▶ [Opdracht 1]
Op welke datum is volgens de uitspraak de aanvraag om uitstel van vertrek afgewezen?
▶ [Opdracht 2]
Neem een deel van de uitspraak over, beginnend bij "In deze zaak" en eindigend bij "voorziening te treffen.", en zet daarin "gezondheidstoestand" op de plaats van "medische situatie".

ECLI:NL:RBDHA:2024:18818

Rechtbank Den Haag

Datum uitspraak
14 november 2024
Publicatiedatum
14 november 2024
Zaaknummer
NL24.31201
Instantie
Rechtbank Den Haag
Type
Uitspraak
Rechtsgebied
Bestuursrecht; Socialezekerheidsrecht
Procedures
  • Bodemzaak
Rechters
Vindplaatsen
  • Rechtspraak.nl
AI samenvatting door LexboostAutomatisch gegenereerd

Afwijzing verzoek om voorlopige voorziening in asielzaak met medische situatie

In deze zaak heeft de voorzieningenrechter van de Rechtbank Den Haag op 14 november 2024 uitspraak gedaan in een verzoek om een voorlopige voorziening. Verzoekster, vertegenwoordigd door haar gemachtigde mr. A.S. Sewman, had een aanvraag ingediend bij de Minister van Asiel en Migratie om uitstel van vertrek te verlenen op basis van haar medische situatie. Deze aanvraag werd op 15 januari 2021 afgewezen. Na een bezwaarprocedure, waarin het bezwaar op 7 augustus 2024 ongegrond werd verklaard, heeft verzoekster beroep ingesteld tegen dit besluit. Tevens heeft zij de voorzieningenrechter verzocht om een voorlopige voorziening te treffen.

De rechtbank heeft in een eerdere uitspraak, onder zaaknummer NL24.31200, al een beslissing genomen op het beroep van verzoekster. Aangezien er inmiddels een uitspraak op het beroep is gedaan, is het verzoek om een voorlopige voorziening niet meer nodig. De voorzieningenrechter heeft daarom het verzoek om een voorlopige voorziening afgewezen. Deze beslissing is genomen door mr. J.L. Boxum, in aanwezigheid van griffier mr. S. Derks, en is openbaar gemaakt via een geanonimiseerde publicatie op rechtspraak.nl. Tegen deze uitspraak staat geen hoger beroep of verzet open.

Uitspraak

RECHTBANK DEN HAAG
Zittingsplaats Groningen
Bestuursrecht
zaaknummer: NL24.31201

uitspraak van de voorzieningenrechter in de zaak tussen

[naam] , [v-nummer] , verzoekster

(gemachtigde: mr. A.S. Sewman),
en
de Minister van Asiel en Migratie [1] ,
(gemachtigde: mr. R.R. de Groot).

▶ [Gegevens voor analyse]
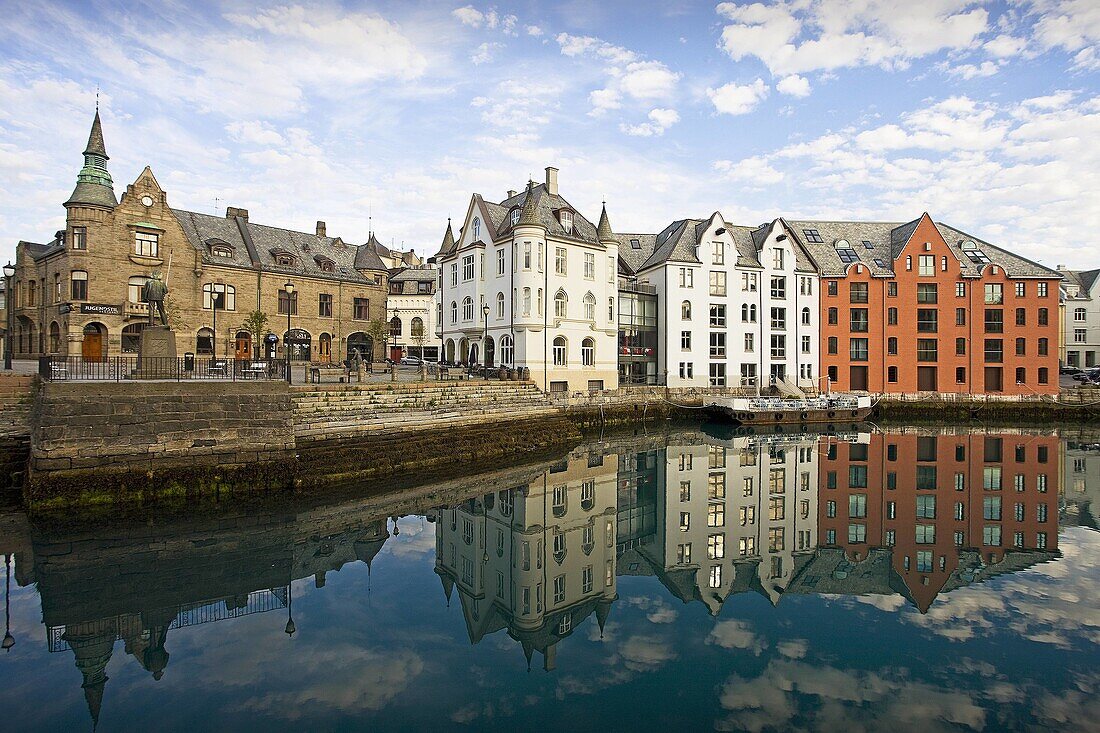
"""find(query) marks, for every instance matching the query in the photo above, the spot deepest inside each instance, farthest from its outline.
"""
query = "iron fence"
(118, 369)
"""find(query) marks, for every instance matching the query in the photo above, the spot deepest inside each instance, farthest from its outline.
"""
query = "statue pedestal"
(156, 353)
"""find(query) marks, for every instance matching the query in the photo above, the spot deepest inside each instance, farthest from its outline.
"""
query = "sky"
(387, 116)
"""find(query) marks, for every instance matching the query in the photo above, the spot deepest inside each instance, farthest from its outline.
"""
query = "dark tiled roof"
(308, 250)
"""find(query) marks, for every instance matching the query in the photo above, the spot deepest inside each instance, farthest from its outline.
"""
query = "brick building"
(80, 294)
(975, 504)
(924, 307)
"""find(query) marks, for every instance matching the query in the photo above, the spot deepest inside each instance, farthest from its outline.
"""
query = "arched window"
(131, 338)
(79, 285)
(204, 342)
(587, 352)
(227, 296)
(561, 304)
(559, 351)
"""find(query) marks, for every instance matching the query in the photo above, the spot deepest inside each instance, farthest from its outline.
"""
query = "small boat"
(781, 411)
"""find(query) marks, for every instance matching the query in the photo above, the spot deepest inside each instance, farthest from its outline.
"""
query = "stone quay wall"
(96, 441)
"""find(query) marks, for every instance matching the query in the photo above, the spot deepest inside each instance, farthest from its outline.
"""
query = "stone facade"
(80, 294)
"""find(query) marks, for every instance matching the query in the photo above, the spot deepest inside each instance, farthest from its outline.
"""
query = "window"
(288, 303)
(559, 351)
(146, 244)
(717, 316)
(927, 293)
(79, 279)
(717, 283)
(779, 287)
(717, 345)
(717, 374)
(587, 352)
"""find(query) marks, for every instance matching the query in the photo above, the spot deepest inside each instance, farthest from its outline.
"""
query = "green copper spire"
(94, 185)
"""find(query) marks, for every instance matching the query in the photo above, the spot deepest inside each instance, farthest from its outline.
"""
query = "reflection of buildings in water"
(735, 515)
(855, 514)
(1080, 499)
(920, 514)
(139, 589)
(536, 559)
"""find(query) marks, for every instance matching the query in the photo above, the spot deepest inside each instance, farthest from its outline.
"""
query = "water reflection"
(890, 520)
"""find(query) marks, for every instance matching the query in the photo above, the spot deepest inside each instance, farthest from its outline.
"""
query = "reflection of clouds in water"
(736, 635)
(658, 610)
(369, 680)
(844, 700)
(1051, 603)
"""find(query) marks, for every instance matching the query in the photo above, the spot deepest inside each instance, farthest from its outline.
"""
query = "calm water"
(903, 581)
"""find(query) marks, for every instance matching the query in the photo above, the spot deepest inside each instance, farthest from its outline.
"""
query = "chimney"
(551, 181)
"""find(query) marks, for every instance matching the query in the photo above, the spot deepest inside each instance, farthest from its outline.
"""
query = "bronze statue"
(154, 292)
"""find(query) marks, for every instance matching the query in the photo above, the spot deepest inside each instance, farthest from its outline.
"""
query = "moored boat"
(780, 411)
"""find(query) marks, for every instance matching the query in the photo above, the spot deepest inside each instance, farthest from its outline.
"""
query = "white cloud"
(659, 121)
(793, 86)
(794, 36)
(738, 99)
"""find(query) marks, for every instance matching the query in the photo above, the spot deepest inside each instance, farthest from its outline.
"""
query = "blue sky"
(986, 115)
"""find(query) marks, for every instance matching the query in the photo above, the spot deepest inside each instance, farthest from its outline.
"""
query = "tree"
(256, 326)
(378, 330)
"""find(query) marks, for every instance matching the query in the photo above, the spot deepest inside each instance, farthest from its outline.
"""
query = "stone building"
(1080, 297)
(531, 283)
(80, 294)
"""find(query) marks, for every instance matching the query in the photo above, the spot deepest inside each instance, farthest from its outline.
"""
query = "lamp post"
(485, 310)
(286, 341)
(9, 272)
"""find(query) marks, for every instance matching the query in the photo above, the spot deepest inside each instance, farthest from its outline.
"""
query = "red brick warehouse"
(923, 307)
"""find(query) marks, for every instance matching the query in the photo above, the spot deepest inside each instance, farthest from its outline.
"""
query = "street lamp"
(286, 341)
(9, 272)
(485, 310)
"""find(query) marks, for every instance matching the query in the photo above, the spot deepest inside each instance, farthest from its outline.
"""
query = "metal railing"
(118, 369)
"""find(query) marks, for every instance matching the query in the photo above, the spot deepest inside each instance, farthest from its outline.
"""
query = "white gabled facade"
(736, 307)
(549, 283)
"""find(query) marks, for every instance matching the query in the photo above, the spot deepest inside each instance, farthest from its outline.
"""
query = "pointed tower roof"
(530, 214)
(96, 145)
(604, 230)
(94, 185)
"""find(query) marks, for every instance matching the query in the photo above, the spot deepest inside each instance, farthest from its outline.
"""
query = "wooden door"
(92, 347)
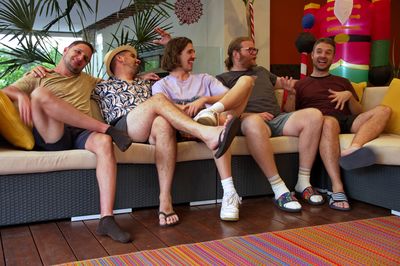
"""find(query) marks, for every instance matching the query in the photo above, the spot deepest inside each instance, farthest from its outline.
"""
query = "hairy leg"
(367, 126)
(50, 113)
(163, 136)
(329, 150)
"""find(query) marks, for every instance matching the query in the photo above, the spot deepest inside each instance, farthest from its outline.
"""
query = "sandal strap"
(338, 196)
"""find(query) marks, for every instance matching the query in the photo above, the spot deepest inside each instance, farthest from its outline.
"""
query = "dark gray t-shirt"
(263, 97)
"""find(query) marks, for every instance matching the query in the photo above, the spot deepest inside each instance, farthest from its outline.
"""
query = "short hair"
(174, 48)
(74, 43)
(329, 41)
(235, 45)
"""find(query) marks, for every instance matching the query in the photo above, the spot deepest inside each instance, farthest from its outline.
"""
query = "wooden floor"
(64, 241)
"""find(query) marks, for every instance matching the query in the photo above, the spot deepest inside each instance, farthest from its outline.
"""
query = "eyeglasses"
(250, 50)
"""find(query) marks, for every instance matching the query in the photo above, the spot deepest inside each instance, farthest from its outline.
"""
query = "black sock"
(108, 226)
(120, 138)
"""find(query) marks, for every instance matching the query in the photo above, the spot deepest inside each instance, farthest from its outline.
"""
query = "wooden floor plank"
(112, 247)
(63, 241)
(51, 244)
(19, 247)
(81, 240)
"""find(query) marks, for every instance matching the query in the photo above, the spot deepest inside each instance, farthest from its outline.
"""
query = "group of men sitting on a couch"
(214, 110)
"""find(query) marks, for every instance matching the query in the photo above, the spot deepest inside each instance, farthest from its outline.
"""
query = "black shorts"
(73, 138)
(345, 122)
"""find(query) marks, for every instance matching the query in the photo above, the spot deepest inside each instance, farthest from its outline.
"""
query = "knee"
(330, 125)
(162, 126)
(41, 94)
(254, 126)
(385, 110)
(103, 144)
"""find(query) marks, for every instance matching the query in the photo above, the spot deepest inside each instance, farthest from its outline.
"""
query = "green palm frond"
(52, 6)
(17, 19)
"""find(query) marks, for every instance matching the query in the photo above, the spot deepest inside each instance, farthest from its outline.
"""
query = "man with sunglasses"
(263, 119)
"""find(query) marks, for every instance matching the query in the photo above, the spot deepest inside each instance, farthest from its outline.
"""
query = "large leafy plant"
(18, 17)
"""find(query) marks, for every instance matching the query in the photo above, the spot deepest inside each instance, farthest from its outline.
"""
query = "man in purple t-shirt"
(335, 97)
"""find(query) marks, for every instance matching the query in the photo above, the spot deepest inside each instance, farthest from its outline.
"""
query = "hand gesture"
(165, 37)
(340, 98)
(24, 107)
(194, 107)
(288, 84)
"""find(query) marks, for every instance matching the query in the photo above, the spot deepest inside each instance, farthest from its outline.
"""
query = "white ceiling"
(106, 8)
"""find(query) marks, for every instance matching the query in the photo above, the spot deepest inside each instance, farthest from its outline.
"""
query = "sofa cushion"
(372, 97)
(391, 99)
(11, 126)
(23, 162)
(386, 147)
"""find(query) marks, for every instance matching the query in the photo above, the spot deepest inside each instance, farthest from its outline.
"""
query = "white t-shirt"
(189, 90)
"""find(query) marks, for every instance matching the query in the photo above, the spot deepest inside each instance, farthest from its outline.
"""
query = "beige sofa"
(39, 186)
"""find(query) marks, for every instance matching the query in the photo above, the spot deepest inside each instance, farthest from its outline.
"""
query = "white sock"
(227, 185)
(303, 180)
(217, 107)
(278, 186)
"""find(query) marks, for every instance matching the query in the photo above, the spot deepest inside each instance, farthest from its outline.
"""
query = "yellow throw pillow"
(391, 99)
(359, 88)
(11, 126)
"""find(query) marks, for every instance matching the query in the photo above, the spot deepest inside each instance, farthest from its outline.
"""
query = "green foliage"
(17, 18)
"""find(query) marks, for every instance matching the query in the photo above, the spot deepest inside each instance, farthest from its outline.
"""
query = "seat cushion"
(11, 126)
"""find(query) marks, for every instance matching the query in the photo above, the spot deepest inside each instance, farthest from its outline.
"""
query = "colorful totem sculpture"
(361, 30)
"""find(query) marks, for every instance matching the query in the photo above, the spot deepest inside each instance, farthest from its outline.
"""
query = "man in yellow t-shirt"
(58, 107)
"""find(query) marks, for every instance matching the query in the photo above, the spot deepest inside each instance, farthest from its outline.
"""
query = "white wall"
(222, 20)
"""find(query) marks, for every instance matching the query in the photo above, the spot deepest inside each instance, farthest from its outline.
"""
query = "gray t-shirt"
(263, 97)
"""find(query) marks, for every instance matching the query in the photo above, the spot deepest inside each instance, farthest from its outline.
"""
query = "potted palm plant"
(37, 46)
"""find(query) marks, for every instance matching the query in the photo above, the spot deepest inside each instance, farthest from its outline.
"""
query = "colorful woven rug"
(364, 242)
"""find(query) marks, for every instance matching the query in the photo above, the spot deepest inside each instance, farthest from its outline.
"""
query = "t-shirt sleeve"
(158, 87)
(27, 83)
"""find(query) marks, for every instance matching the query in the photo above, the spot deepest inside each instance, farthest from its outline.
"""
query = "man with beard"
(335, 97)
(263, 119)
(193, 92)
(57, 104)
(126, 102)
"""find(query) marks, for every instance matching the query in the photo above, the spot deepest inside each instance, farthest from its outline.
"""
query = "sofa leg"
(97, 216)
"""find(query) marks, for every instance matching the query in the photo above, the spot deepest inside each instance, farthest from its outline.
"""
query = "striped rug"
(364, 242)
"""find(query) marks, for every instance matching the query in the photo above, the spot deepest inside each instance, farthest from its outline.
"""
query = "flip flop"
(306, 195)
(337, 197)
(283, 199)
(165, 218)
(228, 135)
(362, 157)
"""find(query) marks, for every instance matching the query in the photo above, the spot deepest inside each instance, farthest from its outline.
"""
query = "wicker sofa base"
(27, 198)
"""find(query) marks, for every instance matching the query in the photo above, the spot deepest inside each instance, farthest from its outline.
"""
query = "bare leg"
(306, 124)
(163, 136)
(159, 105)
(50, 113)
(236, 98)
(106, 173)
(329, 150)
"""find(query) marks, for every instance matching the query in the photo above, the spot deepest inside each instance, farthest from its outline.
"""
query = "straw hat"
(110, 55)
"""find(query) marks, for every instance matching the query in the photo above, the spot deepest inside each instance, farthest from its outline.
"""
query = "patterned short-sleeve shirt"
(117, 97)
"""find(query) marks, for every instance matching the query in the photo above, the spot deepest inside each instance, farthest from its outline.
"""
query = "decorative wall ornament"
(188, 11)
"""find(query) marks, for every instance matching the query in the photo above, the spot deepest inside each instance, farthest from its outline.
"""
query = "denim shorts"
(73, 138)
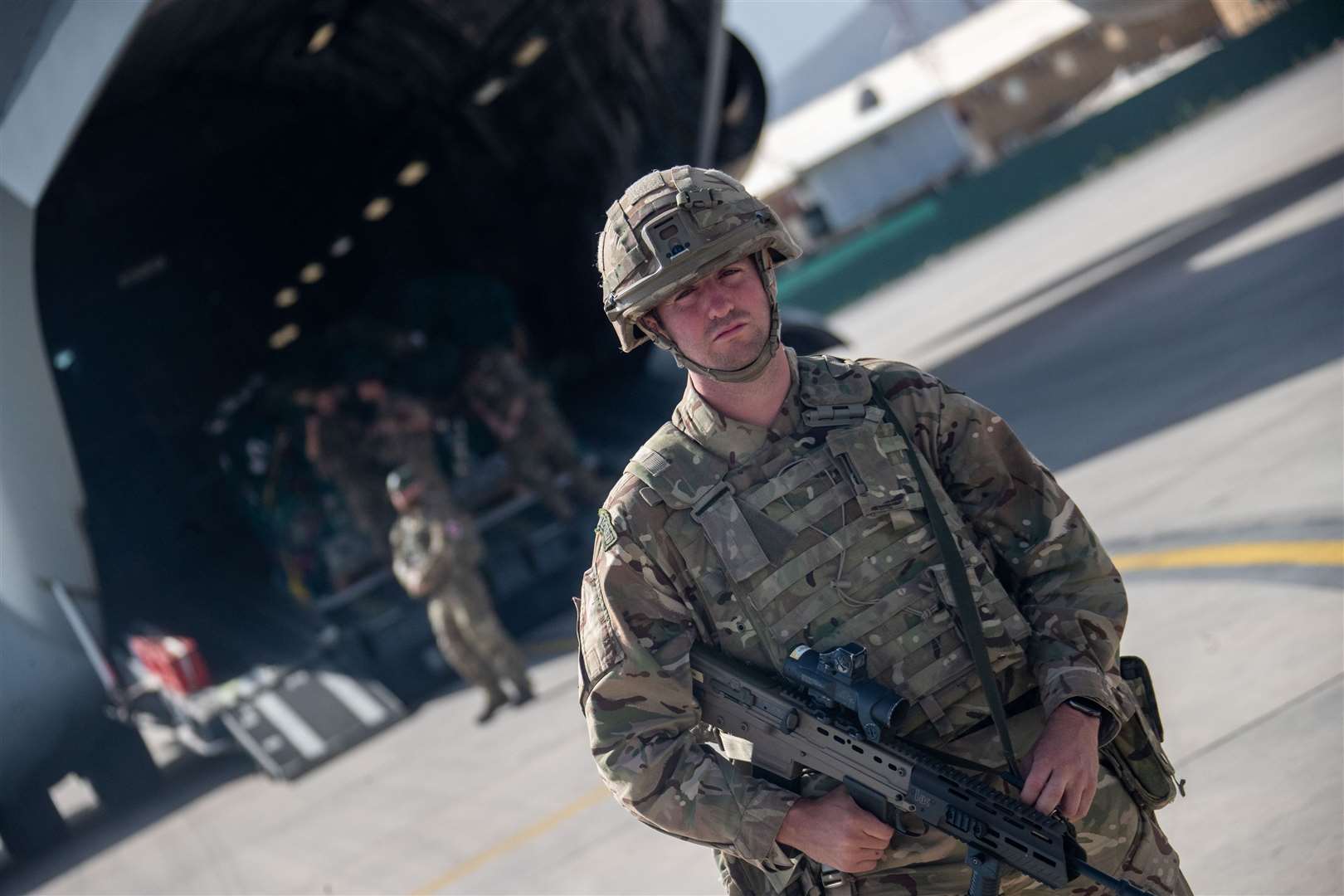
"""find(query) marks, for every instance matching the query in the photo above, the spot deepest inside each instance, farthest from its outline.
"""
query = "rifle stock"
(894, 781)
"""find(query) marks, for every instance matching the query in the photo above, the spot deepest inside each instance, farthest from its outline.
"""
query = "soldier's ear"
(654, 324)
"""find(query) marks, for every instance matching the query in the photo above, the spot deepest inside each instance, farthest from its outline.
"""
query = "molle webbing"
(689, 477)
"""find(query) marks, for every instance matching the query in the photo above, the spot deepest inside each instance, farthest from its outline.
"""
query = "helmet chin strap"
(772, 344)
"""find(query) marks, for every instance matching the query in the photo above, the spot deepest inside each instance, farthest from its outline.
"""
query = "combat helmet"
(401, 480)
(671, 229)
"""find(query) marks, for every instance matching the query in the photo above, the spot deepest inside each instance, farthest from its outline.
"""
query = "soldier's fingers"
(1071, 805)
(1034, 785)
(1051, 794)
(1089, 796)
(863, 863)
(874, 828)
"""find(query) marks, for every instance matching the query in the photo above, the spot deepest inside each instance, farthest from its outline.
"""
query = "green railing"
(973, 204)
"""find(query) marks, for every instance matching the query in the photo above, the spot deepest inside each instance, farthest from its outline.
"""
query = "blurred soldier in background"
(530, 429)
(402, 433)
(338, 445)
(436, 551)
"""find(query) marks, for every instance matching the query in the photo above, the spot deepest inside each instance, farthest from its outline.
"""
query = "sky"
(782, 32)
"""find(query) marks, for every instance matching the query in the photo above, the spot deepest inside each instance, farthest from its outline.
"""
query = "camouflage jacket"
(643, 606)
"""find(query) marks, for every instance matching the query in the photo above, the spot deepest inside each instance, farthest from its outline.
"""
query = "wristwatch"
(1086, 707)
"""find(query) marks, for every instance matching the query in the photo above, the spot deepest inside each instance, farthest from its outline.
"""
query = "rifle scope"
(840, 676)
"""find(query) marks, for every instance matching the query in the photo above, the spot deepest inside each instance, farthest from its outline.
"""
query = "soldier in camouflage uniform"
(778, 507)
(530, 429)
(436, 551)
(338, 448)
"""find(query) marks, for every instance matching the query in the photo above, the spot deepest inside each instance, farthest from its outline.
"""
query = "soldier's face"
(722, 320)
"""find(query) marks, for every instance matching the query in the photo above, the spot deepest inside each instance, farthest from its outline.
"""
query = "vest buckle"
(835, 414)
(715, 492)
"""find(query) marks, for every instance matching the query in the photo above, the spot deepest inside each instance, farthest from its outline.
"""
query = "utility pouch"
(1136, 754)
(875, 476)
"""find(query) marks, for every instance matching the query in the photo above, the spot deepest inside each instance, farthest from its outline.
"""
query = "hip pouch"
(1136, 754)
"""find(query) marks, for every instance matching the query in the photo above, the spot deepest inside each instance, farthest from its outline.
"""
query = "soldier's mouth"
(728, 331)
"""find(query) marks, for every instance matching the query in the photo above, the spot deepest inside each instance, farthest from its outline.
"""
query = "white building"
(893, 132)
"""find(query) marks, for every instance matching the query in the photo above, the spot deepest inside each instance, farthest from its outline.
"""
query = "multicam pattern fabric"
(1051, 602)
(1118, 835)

▶ [Antwoord 1]
Op 15 januari 2021.

▶ [Antwoord 2]
In deze zaak heeft de voorzieningenrechter van de Rechtbank Den Haag op 14 november 2024 uitspraak gedaan in een verzoek om een voorlopige voorziening. Verzoekster, vertegenwoordigd door haar gemachtigde mr. A.S. Sewman, had een aanvraag ingediend bij de Minister van Asiel en Migratie om uitstel van vertrek te verlenen op basis van haar gezondheidstoestand. Deze aanvraag werd op 15 januari 2021 afgewezen. Na een bezwaarprocedure, waarin het bezwaar op 7 augustus 2024 ongegrond werd verklaard, heeft verzoekster beroep ingesteld tegen dit besluit. Tevens heeft zij de voorzieningenrechter verzocht om een voorlopige voorziening te treffen.